[Trecho de origem]

▬▬▬▬▬▬

O Papel Histórico da Ditadura do Proletariado

Charles Bettelheim (1913 – 2006)


"A existência da ditadura do proletariado e de formas estatais ou coletivas de propriedade não determinam necessariamente a “abolição” das relações de produção capitalistas nem o “desaparecimento” das classes antagônicas"

 


     A primeira tese com a qual é preciso romper é a que estabelece uma identificação “mecanicista” entre formas jurídicas de propriedade e as relações de classes, particularmente no decorrer da transição socialista.

     Essa tese foi explicitamente desenvolvida por Stalin em seu relatório – apresentado a 25 de novembro de 1936 ao VII Congresso dos Sovietes da URSS (1) – sobre o projeto de constituição da União Soviética.

▬▬▬▬▬▬

[Registros listados]
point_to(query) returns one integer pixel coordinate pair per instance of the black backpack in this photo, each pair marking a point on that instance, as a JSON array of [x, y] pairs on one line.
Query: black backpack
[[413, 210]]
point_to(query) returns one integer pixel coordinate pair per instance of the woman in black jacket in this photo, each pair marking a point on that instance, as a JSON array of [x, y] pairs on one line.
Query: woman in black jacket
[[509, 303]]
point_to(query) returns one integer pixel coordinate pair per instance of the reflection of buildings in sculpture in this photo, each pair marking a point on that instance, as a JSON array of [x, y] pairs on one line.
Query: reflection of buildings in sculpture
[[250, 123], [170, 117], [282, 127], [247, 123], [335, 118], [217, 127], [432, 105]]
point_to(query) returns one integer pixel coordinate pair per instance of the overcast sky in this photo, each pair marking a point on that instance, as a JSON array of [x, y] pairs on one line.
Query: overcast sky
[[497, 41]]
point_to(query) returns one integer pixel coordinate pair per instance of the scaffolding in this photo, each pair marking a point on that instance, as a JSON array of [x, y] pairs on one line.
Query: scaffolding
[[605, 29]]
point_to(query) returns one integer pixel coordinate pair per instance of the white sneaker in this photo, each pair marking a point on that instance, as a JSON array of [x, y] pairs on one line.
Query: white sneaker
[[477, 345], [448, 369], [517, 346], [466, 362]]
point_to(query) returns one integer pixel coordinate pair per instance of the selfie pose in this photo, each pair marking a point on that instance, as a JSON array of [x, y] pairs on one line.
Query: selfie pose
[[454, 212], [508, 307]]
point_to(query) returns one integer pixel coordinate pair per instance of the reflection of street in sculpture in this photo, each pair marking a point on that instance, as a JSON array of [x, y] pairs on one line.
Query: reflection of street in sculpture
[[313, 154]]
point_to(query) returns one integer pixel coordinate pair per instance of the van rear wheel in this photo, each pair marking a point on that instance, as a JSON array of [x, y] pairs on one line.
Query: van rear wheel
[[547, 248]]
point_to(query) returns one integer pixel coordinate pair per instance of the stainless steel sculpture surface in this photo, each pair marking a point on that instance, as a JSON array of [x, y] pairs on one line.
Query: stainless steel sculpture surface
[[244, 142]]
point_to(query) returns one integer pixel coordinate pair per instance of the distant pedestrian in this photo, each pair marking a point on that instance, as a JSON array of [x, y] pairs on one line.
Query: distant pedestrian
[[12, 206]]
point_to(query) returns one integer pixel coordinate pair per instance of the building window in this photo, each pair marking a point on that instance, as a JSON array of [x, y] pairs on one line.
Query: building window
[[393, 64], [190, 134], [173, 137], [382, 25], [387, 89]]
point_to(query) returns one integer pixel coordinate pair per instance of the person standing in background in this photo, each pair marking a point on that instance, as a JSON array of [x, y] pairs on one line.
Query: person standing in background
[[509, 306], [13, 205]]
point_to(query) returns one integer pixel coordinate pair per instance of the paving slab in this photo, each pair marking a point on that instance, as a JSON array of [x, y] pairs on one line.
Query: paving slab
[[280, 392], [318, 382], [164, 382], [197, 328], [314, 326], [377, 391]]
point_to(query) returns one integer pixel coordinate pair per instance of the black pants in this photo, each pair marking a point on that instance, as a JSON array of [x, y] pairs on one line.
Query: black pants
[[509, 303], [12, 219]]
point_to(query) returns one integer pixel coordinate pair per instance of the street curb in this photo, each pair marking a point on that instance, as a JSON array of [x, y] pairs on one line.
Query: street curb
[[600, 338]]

▬▬▬▬▬▬

[Objetivo A]
Segundo o trecho de origem, em que data Stalin apresentou seu relatório ao VII Congresso dos Sovietes da URSS?
[Objetivo B]
Reproduza somente as linhas dos registros que vão do início até a linha que contém "[[413, 210]]", inclusive, aumentando em 108 cada coordenada das respostas.

[Resposta completa A]
Em 25 de novembro de 1936.

[Resposta completa B]
point_to(query) returns one integer pixel coordinate pair per instance of the black backpack in this photo, each pair marking a point on that instance, as a JSON array of [x, y] pairs on one line.
Query: black backpack
[[521, 318]]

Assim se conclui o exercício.